Die Osttangente, von der BVG Nord-Süd-Tangente genannte, verbindet Hohenschönhausen mit Friedrichsfelde, Karlshorst und Schöneweide. Als Hauptlinie verkehrt die M 17 zwischen Falkenberg und Schöneweide im 10-Minuten-Takt (tagsüber), von Gehrenseestraße bis Schöneweide im 24-Stunden-Betrieb. Ergänzt wird sie von der 27 (Pasedagplatz—Krankenhaus Köpenick) und 37 (Mo-Fr Lichtenberg—Schöneweide). Die Grundsanierung dieser Strecke ist ein langjähriger Prozess, der in Teilen bereits abgeschlossen ist, an mehreren Punkten aber auch unter deutlichen Verzögerungen leidet. Insbesondere das Nadelöhr am Bahnhof Karlshorst ist ein enormes Ärgernis für alle Verkehrsteilnehmer.

Hohenschönhausen

Zwischen Prerower Platz und Gehrenseestraße ist die Erneuerung bereits abgeschlossen, doch an der Gehrenseestraße wartet der erste große Brocken auf den Baubeginn. Aktuell trifft die Strecke mit einem 45-Grad-Bogen parallel zur Wartenberger Straße rechtwinklig auf die Gehrenseestraße. Es folgen zwei 90-Grad-Bögen mit Wechsel von der Seitenin die Mittellage, bevor die Wartenberger Straße an der folgenden Kreuzung mit der Hauptstraße zur Rhinstraße wird.

Eine Reihe von Datensätzen
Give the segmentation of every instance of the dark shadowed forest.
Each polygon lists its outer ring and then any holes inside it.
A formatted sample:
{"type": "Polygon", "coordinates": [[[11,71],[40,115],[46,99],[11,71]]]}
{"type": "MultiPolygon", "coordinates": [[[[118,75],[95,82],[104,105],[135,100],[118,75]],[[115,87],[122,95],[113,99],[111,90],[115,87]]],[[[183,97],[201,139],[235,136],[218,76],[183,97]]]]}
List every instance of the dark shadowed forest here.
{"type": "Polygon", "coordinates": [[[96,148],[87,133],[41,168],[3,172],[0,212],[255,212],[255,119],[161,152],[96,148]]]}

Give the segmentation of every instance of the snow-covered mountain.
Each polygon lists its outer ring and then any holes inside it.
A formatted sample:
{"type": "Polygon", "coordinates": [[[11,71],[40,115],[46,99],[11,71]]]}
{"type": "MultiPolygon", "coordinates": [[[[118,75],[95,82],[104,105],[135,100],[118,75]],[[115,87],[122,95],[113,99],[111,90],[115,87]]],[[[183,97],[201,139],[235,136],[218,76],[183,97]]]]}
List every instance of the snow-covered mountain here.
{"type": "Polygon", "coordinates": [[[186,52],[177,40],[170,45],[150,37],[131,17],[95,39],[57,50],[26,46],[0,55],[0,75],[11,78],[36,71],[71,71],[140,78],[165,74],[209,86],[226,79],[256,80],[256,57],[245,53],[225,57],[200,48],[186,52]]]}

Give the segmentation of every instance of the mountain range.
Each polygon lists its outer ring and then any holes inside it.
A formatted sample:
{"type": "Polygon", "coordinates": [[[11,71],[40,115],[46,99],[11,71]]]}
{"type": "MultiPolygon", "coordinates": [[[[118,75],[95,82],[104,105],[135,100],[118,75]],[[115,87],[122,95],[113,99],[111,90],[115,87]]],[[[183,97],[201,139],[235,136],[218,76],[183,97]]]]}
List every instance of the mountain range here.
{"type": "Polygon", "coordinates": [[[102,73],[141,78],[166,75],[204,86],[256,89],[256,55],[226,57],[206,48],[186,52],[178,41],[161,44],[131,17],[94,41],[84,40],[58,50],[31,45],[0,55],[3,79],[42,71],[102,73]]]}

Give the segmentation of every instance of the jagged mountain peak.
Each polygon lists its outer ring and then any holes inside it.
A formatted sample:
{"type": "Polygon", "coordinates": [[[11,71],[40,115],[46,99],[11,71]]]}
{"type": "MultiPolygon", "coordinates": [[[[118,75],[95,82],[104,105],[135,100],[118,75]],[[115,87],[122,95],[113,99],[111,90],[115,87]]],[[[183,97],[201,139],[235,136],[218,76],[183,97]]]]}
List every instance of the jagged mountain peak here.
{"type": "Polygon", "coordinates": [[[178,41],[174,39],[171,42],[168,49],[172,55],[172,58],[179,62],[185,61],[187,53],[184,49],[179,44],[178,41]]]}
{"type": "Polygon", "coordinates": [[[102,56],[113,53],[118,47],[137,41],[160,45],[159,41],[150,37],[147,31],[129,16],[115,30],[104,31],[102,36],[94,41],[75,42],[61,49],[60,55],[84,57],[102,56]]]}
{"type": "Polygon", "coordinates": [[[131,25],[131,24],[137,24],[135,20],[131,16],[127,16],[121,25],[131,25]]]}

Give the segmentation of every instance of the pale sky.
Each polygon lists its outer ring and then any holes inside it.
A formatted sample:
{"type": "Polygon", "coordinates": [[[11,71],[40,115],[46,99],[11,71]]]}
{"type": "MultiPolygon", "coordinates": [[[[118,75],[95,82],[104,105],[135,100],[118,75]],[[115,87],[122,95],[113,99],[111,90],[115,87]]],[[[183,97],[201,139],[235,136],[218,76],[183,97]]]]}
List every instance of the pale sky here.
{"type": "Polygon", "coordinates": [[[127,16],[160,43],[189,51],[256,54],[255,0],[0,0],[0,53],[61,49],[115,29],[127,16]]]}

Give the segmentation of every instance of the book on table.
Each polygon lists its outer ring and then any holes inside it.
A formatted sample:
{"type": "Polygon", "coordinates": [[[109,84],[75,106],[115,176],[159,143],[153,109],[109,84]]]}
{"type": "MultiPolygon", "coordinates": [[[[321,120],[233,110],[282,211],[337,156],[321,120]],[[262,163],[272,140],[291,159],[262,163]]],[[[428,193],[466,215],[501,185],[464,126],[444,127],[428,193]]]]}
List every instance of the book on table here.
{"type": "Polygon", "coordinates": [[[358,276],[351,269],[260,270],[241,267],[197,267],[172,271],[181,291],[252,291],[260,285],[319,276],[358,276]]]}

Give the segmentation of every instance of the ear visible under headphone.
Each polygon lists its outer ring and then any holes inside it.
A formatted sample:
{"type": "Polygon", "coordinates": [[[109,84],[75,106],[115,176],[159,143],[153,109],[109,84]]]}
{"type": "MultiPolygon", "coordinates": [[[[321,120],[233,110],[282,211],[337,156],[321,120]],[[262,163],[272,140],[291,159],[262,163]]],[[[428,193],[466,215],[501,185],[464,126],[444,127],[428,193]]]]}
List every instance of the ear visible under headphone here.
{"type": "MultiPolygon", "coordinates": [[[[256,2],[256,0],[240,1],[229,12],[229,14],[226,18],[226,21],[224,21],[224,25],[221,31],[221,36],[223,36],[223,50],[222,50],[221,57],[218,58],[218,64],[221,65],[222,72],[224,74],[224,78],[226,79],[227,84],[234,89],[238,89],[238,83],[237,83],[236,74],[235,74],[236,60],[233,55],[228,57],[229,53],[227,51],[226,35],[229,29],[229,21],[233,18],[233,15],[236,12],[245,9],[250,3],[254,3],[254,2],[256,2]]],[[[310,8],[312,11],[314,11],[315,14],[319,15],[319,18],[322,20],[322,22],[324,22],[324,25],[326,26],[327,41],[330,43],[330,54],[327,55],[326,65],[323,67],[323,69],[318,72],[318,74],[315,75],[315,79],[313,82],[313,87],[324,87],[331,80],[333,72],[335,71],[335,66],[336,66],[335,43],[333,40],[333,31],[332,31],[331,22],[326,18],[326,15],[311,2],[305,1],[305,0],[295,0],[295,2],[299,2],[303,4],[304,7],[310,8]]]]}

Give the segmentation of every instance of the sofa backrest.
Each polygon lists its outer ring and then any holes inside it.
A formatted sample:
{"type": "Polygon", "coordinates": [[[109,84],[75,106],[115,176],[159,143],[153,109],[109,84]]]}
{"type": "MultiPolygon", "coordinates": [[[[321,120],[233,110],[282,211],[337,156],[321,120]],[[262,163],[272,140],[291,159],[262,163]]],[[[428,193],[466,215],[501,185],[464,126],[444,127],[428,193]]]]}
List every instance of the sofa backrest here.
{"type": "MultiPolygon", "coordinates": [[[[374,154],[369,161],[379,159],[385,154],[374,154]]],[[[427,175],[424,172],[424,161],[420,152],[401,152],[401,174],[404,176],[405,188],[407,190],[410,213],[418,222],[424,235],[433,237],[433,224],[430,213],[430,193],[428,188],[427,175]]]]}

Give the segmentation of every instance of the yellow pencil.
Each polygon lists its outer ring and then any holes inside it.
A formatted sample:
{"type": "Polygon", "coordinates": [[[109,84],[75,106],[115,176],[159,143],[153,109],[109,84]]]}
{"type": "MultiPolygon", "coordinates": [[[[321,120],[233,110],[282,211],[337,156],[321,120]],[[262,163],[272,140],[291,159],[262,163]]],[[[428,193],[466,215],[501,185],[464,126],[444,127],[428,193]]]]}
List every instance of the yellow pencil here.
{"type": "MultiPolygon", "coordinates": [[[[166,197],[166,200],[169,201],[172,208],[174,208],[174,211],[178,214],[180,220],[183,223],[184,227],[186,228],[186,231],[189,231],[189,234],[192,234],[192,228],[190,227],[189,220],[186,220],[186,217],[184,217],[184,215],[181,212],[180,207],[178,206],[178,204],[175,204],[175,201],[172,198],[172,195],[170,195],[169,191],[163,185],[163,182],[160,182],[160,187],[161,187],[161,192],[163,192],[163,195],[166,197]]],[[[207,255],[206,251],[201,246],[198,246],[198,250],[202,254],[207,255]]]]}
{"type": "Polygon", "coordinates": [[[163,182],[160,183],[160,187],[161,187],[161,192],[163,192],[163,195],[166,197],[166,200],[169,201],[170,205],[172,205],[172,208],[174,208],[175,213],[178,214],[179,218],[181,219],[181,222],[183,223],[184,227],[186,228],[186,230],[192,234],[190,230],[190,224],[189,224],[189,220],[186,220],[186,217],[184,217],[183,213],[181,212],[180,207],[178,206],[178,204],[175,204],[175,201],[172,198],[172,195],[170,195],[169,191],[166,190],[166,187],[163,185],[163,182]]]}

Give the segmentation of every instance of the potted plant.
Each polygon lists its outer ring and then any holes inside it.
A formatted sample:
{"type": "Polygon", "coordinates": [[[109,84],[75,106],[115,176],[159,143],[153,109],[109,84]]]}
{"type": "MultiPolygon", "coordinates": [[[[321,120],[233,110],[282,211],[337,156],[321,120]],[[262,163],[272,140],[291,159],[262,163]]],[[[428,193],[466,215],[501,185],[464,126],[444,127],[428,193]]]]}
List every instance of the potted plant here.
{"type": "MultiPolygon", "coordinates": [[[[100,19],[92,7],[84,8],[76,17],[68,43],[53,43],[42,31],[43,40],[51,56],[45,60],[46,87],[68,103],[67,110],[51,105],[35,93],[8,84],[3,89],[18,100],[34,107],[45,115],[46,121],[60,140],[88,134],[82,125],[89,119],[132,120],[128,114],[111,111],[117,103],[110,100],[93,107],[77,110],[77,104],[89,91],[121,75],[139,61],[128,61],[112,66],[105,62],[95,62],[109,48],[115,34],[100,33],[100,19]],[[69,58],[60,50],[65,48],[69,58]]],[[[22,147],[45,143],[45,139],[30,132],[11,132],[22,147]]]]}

#### [AUFGABEN]
- A) In welchem Takt verkehrt die Linie M 17 laut dem Text über die Osttangente tagsüber?
- B) Schreiben Sie aus dem Text über die Osttangente den Abschnitt ab, der mit „Die Osttangente, von“ beginnt und mit „für alle Verkehrsteilnehmer.“ endet.

#### [LÖSUNGEN]
- A) Im 10-Minuten-Takt.

- B)
Die Osttangente, von der BVG Nord-Süd-Tangente genannte, verbindet Hohenschönhausen mit Friedrichsfelde, Karlshorst und Schöneweide. Als Hauptlinie verkehrt die M 17 zwischen Falkenberg und Schöneweide im 10-Minuten-Takt (tagsüber), von Gehrenseestraße bis Schöneweide im 24-Stunden-Betrieb. Ergänzt wird sie von der 27 (Pasedagplatz—Krankenhaus Köpenick) und 37 (Mo-Fr Lichtenberg—Schöneweide). Die Grundsanierung dieser Strecke ist ein langjähriger Prozess, der in Teilen bereits abgeschlossen ist, an mehreren Punkten aber auch unter deutlichen Verzögerungen leidet. Insbesondere das Nadelöhr am Bahnhof Karlshorst ist ein enormes Ärgernis für alle Verkehrsteilnehmer.